Problem to solve -
Transcribe each entry so that nothing differs from the original.

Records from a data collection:
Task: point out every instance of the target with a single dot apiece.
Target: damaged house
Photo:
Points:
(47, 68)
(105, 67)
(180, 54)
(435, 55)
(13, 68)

Answer for the task -
Task: point out every instance of the target with a single dot apiece.
Target: damaged house
Photo:
Points:
(47, 68)
(105, 67)
(180, 54)
(435, 55)
(13, 68)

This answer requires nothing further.